Data items:

=-=-=

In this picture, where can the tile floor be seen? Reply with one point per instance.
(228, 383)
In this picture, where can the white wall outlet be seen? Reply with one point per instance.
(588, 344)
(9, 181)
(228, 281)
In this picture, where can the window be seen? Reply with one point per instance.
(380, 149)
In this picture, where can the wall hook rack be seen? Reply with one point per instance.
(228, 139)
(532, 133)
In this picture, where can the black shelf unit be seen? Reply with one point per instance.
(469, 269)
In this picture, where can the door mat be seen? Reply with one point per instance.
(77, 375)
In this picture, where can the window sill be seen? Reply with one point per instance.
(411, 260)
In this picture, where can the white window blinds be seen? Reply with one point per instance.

=-=-=

*YOUR GOAL*:
The answer is the line containing "In this picture, where can the door" together with every line after it in the records, repeated exactly and with nothing else.

*TASK RESPONSE*:
In this picture, where can the door mat be seen? Reply with one point per instance.
(77, 375)
In this picture, where can the window sill be seen? Reply with one point per instance.
(411, 260)
In this picture, where can the white window blinds be seen? Reply with one point per instance.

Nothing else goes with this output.